▶ [Passage choisi]
Xi Jinping : l’homme le plus puissant au monde a un plan dont rêveraient presque tous les politiciens occidentaux (partie 3)

Le parti communiste chinois a célébré son 100e anniversaire cet été et il est bien vivant, grâce à son dirigeant Xi Jinping. Cette analyse examine en trois parties les raisons de cette situation, l’équipe qui remplit cette mission et les ressources qu’elle utilise pour faire passer cette vision à une population de 1,4 milliard d’habitants. De nombreux hommes politiques occidentaux observent, avec un mélange d’admiration et de dégoût, comment Xi Jinping y parvient, comment il dispose de l’équipe nécessaire et comment il met en œuvre son plan.

L’idéologie comme motivation

De nombreux observateurs occidentaux sous-estiment les motivations du dirigeant chinois et le voient comme un tyran de plus. Alors que Vladimir Poutine est accro au pouvoir, Xi Jinping est idéologiquement motivé et croit vraiment aux valeurs fondamentales du Parti communiste telles qu’elles ont été définies par ses fondateurs en 1921, il y a exactement 100 ans. Il se considère comme la personnification de cette idéologie et essaie donc de toutes ses forces de faire en sorte que le Parti communiste deviendra encore plus fort au cours des 100 prochaines années. Il croit aux valeurs de courage, de justice et d’héroïsme, une sorte d’esprit révolutionnaire pour faire avancer la Chine et le peuple chinois.

▶ [Informations fournies]
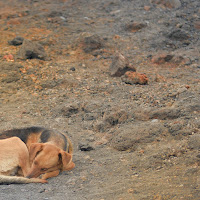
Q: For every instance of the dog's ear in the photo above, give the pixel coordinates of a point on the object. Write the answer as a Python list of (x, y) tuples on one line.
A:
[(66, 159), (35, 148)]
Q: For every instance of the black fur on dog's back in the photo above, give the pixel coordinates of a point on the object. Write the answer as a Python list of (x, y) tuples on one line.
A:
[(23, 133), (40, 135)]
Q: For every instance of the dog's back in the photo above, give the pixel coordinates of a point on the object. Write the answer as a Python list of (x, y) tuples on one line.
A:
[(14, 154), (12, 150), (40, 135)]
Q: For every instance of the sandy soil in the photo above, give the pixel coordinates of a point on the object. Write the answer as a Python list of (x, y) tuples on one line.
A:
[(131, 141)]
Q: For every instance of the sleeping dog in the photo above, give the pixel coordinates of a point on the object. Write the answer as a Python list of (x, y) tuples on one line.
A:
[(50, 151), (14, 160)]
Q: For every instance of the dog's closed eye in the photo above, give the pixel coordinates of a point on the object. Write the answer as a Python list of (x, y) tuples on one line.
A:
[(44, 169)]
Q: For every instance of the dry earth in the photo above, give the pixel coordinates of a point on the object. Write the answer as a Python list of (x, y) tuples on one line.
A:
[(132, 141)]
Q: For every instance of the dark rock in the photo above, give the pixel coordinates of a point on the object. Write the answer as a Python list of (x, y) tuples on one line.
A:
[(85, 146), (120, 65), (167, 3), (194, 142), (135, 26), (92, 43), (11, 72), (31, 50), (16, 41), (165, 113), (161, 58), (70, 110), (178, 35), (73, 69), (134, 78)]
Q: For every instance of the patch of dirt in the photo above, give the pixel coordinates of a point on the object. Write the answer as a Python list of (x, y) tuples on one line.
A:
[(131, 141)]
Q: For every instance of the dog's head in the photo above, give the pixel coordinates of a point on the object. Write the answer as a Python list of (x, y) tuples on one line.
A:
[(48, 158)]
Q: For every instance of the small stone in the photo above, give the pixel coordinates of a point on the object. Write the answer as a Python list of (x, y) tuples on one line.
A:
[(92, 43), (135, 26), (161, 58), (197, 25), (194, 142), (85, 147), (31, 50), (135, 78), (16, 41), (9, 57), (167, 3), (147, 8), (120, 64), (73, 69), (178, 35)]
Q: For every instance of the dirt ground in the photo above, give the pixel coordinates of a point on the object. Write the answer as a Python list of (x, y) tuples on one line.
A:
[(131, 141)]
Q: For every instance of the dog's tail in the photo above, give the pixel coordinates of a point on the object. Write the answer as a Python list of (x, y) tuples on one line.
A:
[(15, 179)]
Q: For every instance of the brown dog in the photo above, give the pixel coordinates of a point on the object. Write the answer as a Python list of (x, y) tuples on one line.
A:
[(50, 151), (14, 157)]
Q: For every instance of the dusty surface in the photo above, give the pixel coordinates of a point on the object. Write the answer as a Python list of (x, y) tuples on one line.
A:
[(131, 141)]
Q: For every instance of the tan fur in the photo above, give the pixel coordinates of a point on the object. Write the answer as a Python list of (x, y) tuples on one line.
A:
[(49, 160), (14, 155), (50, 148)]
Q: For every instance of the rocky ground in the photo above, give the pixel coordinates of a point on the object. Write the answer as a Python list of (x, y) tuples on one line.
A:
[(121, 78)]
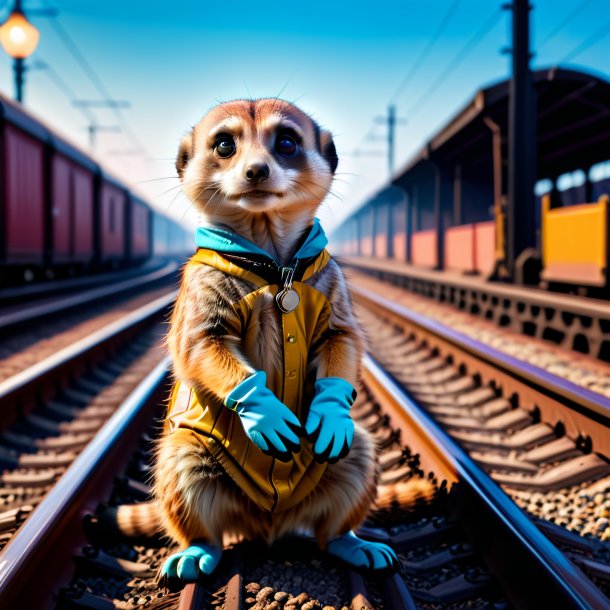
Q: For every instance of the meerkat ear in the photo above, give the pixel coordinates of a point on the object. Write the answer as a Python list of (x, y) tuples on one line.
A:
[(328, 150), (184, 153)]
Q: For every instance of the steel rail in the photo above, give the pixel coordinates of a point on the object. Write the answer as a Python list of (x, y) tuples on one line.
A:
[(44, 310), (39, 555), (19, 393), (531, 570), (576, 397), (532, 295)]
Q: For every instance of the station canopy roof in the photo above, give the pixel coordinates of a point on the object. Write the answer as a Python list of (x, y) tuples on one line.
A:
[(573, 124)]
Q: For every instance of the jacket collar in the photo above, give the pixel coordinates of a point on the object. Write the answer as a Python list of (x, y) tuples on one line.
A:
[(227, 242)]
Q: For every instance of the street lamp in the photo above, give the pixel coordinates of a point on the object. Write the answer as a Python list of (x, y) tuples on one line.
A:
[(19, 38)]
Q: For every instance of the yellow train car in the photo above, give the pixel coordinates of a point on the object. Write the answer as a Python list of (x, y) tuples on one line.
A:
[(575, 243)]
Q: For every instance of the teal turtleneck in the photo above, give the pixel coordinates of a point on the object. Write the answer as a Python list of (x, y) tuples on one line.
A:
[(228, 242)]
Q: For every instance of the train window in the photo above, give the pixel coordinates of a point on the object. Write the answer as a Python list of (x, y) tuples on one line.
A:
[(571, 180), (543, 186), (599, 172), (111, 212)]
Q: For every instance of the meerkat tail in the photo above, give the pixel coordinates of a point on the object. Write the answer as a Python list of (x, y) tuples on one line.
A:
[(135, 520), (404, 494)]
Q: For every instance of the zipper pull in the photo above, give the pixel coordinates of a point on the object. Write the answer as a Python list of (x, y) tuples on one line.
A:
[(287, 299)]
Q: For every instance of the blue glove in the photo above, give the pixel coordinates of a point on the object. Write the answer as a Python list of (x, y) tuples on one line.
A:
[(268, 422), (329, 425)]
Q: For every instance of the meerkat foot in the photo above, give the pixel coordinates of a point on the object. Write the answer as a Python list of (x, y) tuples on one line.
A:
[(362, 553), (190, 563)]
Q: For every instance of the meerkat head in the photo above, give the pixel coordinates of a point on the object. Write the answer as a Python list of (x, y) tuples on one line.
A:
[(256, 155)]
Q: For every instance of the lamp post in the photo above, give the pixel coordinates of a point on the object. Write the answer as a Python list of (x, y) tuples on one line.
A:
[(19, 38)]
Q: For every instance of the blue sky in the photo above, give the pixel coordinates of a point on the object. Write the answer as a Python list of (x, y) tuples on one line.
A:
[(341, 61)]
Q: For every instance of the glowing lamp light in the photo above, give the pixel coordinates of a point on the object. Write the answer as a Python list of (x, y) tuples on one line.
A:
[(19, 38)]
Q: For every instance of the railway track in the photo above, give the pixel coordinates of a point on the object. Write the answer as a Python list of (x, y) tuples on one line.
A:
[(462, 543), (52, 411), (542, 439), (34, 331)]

...

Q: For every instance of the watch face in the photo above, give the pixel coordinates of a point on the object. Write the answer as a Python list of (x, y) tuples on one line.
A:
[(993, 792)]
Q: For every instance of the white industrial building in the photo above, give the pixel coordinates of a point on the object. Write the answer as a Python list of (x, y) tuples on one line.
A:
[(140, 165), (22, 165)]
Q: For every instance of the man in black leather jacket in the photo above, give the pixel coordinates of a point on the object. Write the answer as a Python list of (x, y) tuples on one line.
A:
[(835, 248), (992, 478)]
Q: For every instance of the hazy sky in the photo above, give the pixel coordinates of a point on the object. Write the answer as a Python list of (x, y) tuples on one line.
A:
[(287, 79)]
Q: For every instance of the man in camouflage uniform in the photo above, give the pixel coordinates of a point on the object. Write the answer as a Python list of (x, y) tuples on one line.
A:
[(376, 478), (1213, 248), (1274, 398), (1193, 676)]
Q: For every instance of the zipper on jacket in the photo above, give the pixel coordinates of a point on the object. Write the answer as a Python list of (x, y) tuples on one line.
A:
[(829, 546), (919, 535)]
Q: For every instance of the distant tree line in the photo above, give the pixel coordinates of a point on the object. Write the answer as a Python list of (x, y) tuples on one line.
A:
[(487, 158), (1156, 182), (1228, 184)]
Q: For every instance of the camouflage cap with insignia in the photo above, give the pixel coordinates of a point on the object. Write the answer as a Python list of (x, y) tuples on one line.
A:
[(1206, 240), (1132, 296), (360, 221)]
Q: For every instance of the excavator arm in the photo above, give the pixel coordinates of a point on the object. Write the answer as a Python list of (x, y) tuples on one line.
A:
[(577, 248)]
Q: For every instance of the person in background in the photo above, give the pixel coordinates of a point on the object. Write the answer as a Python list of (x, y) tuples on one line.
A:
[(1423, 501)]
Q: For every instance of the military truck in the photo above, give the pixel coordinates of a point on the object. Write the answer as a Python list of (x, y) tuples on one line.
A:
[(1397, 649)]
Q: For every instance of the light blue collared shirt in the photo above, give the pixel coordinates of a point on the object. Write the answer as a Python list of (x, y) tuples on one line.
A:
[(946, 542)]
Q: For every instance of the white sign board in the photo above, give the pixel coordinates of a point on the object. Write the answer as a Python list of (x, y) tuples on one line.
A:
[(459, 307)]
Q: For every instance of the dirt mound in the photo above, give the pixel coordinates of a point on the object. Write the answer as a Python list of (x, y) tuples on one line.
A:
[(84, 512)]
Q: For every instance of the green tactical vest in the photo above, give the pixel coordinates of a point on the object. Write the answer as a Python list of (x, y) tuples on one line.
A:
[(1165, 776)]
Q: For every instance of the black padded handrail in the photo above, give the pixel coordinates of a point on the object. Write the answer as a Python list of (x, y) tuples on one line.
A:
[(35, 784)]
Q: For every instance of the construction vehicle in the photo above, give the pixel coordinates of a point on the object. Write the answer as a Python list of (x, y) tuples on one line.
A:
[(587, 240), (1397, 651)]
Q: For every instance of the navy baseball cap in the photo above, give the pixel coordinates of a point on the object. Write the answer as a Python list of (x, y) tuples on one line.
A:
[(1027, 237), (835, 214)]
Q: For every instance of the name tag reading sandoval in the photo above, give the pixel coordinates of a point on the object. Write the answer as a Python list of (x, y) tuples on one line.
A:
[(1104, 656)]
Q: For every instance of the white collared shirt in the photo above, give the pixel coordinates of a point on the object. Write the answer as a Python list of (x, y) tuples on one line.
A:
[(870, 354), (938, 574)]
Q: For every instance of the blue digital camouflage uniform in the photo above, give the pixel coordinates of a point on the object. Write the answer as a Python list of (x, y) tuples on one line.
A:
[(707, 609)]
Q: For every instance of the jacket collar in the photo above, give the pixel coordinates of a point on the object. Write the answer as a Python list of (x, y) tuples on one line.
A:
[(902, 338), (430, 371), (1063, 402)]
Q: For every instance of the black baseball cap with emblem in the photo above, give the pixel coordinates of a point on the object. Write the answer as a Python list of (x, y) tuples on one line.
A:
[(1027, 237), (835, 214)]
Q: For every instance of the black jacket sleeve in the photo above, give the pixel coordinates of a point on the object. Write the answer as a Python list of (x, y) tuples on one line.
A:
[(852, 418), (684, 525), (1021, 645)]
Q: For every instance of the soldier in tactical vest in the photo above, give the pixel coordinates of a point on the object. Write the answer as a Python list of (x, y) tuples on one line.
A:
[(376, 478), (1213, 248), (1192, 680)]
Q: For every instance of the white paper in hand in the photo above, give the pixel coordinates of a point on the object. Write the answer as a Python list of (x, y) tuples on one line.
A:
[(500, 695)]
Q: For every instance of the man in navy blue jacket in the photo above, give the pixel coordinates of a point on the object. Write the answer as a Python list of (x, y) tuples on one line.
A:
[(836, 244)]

▶ [Actions demandées]
1 - D'après le passage sur Xi Jinping, en quelle année les fondateurs du Parti communiste ont-ils défini ses valeurs fondamentales ?
2 - Recopiez fidèlement la partie du passage sur Xi Jinping qui commence par les mots « L’idéologie comme motivation » et se termine par « le peuple chinois. ».
3 - Reprenez le passage sur Xi Jinping et poursuivez-le à partir de sa dernière phrase.
Les lignes proviennent d'une autre source que le passage.

▶ [Réponses de l'exercice]
1 - En 1921.

2 -
L’idéologie comme motivation

De nombreux observateurs occidentaux sous-estiment les motivations du dirigeant chinois et le voient comme un tyran de plus. Alors que Vladimir Poutine est accro au pouvoir, Xi Jinping est idéologiquement motivé et croit vraiment aux valeurs fondamentales du Parti communiste telles qu’elles ont été définies par ses fondateurs en 1921, il y a exactement 100 ans. Il se considère comme la personnification de cette idéologie et essaie donc de toutes ses forces de faire en sorte que le Parti communiste deviendra encore plus fort au cours des 100 prochaines années. Il croit aux valeurs de courage, de justice et d’héroïsme, une sorte d’esprit révolutionnaire pour faire avancer la Chine et le peuple chinois.

3 -
C’est pourquoi il a défini une série d’objectifs qui pousseront la société chinoise dans une nouvelle direction spectaculaire, que de nombreux politiciens occidentaux envient.

1. Plus d’égalité

Il reste étonnant que ce pays dirigé par les communistes ait un coefficient de Gini plus élevé que tous les pays de l’OCDE. Ce qui indique que l’écart entre riches et pauvres en RPC est plus important. Ce coefficient évalue dans quelle mesure la richesse d’un pays est également répartie. Tout le monde connaît les réussites des entrepreneurs chinois qui lancent des sociétés amassant plusieurs milliards de dollars en très peu de temps. Xi veut mettre fin aux inégalités même si cela passe par faire chuter les cours des actions des entreprises de ces magnats.

Le monde de l’entreprise l’a déjà compris et fait don spontanément des méga bénéfices qu’il réalise. Pony Ma, PDG de Tencent, la plus grande entreprise de jeux et de fintech en Chine, a fait un don de 7,7 milliards de dollars aux programmes de « prospérité commune » ; Pinduoduo a ajouté 1,5 milliard de dollars supplémentaires. Et Alibaba déjà très endommagé – qui, en raison des déclarations de son patron Jack Ma, avait déjà dû encaisser une introduction en bourse ratée d’Ant Group – a dépassé tous les autres avec un don de 15,5 milliards de dollars.

Pony Ma et Jack Ma, les deux têtes d’affiche de la Big Tech chinoise, lors d’une conférence du Parti communiste chinois (Source : Isopix).

L’État chinois n’a même pas à prélever d’impôts supplémentaires. C’est comme si Apple faisait spontanément don de ses bénéfices pour donner aux Américains les plus pauvres une meilleure éducation plutôt que de se concentrer sur l’évasion fiscale, discipline dans laquelle Cook and co excellent.

Mais ce n’est pas tout. Les augmentations du prix des loyers sont limitées à un maximum de 5% par an et une législation plus stricte est également entrée en vigueur concernant les heures de travail excessives.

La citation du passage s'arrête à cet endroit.